# Läng Profibus DP



## Kleissler (28 Januar 2005)

Hallo

ich habe einen Profibus DP mit der Länge von ca. 250m und der Geschwindigkeit 187,5 kbit/s laufen.
Nun möchte ich den bestehenden Bus über einen Repeter(6ES7972-0AA01-0XA0) um ca. 250m verlängern.

Bestehende HW: 412-2DP / 5 x ET200 / 3 x PP17

Ist das ein Problem oder wie lang kann ich den Bus mit dieser Geschwindigkeit ausbauen?


----------



## Anonymous (28 Januar 2005)

Bei 187,5 Kbit/s ist die max. Buslänge 1000m.


----------



## Kleissler (28 Januar 2005)

*Buslänge*

Danke


----------



## Maxl (31 Januar 2005)

Gegebene Daten:

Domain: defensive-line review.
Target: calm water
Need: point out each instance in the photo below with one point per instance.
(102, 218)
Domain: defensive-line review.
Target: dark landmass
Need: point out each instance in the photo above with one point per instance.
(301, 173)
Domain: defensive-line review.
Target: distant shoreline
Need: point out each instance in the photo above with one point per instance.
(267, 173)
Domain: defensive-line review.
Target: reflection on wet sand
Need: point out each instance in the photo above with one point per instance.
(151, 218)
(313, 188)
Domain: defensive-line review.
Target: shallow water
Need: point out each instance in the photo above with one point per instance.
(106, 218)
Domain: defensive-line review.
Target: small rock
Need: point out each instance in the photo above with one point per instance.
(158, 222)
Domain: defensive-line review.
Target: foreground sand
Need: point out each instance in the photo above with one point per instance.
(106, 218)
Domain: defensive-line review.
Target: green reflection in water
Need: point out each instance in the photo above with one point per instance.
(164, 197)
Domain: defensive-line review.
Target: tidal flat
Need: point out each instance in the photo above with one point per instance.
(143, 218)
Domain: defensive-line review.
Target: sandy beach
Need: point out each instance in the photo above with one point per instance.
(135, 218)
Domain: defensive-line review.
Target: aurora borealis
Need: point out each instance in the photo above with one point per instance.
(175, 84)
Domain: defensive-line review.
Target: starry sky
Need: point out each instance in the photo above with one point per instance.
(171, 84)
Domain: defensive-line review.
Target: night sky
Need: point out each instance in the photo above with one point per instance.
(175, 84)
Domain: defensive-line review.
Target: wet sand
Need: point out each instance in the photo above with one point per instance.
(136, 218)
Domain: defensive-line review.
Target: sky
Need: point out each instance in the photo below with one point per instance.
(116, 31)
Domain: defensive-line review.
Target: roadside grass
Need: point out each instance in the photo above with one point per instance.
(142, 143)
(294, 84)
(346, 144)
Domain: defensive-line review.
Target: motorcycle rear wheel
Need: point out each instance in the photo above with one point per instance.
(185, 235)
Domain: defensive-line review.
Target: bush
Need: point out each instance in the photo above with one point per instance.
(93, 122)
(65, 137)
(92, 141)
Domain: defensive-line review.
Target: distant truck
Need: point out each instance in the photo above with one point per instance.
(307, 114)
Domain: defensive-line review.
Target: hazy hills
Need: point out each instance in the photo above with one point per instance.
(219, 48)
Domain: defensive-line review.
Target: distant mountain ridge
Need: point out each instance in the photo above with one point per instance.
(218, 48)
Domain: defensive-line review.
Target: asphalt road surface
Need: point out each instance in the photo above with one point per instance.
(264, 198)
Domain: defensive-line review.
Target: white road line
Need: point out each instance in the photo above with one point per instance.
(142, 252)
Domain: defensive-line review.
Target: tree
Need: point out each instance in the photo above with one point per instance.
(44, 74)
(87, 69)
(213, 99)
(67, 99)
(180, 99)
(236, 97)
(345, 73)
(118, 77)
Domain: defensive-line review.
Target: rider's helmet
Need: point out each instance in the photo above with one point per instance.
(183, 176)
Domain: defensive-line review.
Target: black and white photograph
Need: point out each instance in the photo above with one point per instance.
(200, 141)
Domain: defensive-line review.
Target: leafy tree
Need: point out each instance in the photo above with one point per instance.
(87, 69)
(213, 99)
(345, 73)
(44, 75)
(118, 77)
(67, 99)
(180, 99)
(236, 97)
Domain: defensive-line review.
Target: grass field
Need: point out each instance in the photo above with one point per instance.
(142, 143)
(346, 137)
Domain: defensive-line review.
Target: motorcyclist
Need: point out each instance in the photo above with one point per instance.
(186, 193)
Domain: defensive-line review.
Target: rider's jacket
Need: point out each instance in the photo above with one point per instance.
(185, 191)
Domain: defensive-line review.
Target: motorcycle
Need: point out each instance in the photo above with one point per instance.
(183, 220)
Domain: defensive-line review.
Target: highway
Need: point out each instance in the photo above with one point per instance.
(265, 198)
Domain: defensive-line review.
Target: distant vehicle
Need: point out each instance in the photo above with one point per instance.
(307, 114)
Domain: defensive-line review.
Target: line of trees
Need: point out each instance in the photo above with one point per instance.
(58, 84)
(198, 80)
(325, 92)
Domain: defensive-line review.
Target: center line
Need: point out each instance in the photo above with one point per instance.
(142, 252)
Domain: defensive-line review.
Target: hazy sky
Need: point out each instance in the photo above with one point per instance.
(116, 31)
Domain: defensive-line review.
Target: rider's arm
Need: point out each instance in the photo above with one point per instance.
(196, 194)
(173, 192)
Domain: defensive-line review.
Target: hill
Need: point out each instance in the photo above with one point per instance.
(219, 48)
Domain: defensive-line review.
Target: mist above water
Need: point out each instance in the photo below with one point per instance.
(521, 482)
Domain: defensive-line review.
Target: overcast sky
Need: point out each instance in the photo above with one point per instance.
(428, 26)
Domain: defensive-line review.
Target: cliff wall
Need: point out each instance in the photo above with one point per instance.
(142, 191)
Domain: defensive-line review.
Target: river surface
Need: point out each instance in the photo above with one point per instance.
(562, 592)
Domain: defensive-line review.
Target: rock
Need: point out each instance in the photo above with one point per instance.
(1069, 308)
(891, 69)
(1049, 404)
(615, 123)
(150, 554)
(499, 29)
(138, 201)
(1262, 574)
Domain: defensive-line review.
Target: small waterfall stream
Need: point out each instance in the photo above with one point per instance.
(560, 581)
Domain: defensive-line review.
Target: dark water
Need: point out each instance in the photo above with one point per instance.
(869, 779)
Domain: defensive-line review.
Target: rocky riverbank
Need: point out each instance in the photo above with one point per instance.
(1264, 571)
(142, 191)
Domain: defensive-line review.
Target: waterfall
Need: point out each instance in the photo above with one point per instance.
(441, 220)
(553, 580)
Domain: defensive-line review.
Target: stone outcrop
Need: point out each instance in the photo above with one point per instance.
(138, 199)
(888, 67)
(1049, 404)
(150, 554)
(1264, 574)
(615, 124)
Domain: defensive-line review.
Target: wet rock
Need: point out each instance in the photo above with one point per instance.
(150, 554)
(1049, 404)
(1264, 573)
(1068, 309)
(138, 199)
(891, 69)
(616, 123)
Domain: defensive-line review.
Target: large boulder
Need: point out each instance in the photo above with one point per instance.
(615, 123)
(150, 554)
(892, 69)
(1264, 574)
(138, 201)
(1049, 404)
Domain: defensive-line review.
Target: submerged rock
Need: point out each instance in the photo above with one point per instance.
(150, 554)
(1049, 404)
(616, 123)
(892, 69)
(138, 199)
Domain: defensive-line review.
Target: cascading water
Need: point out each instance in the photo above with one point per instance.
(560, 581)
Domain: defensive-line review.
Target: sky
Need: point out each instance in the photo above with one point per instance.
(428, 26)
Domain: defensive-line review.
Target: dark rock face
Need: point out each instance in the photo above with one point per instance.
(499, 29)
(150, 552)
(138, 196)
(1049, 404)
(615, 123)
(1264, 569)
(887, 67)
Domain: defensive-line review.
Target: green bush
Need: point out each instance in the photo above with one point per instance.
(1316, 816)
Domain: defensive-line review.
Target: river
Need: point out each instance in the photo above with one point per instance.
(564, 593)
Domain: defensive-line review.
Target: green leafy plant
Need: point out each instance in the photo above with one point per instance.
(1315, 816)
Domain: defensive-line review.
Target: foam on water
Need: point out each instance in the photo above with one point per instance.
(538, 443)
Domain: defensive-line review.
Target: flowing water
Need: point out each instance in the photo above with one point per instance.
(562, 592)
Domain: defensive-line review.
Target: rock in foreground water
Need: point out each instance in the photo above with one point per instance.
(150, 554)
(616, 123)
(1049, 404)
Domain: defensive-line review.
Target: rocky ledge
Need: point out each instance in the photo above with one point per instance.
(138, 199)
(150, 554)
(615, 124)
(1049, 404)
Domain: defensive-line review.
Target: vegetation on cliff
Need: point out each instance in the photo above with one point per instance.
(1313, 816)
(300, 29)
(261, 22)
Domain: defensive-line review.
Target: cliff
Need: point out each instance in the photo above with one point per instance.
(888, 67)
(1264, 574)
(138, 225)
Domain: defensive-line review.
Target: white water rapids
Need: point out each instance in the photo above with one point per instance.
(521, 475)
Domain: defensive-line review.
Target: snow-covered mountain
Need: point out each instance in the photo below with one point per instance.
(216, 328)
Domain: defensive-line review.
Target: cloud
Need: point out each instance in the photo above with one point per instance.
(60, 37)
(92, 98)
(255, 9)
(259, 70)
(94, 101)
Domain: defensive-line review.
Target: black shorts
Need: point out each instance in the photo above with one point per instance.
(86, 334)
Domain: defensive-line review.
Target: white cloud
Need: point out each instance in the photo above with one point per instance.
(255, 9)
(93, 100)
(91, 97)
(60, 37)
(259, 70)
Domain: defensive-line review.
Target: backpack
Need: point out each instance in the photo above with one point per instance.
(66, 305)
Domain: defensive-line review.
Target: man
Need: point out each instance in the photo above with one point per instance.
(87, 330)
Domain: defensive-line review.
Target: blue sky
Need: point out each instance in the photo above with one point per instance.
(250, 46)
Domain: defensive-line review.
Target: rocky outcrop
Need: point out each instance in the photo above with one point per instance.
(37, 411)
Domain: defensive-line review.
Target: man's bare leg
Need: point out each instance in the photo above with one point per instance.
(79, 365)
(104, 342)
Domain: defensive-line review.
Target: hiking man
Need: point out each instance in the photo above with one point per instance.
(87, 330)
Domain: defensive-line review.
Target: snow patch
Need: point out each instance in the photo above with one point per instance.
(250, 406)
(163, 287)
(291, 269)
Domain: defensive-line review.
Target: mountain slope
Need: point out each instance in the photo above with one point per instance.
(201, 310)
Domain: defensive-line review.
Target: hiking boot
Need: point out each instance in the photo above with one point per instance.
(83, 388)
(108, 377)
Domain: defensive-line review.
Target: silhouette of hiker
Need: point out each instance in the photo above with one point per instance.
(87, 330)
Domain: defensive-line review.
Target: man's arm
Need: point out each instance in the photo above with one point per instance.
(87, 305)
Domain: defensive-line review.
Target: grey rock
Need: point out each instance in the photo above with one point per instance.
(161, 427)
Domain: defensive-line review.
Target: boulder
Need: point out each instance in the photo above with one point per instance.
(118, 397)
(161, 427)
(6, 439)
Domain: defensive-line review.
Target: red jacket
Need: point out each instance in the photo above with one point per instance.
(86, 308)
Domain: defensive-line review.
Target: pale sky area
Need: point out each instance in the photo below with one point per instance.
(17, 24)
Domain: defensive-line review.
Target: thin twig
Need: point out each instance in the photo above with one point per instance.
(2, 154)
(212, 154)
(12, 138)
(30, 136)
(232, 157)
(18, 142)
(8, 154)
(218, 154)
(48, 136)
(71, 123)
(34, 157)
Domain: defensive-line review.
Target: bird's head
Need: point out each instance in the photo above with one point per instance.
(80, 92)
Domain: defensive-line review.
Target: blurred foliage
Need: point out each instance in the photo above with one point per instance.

Die Aufgaben:
1. Schreib aus der Forumsdiskussion über die Profibus-Länge den Abschnitt ab, der mit den Worten beginnt, in denen „Nun möchte ich“ steht, und mit „dieser Geschwindigkeit ausbauen?“ endet.
2. Führe die Forumsdiskussion über die Profibus-Länge an der Stelle weiter, an der sie aufhört.

Die Ergebnisse:
1.
Nun möchte ich den bestehenden Bus über einen Repeter(6ES7972-0AA01-0XA0) um ca. 250m verlängern.

Bestehende HW: 412-2DP / 5 x ET200 / 3 x PP17

Ist das ein Problem oder wie lang kann ich den Bus mit dieser Geschwindigkeit ausbauen?

2.
Das schreibt Siemens dazu:

http://support.automation.siemens.c...ction=cssearch&searchinprim=0&nodeid0=4000024


zum Thema Repeater:
- es sind maximal 32 Profibus-Teilnehmer pro Segment zulässig
- die maximale Kabellänge gilt pro Segment ohne Repeater
- es sind maximal 9 Repeater hintereinander zulässig

Theoretisch würden sich bei 187,5kbit/s also 10.000 m überbrücken lassen


In der Praxis kann ich nur folgendes empfehlen
- bis 500kbit/s maximal 250 m pro Segment
- bis 1,5mbit/s maximal 120 m pro Segment
- bis 12 mbit/s maximal 75 m pro Segment wobei ich generell von Baudrate > 1,5 mbit/s abrate - und auch noch nie gebraucht habe (auch bei zeitkritischen Anwendungen)


----------



## Anonymous (1 Februar 2005)

*Profibus DP Längenausdehnung des Segments !!*

hallo ,

einen DP Bus über der Definition der Profibusnutzerorganisation zu betrieben ist mit dem Einsetzen von Repeatern bzw. optischen Links auch OLM gennant möglich. Auch da bitte an die Herstellerangaben halten.

Bis 10 Km möglich jenach OLM und LWL Kabel !!


----------



## Ralle (1 Februar 2005)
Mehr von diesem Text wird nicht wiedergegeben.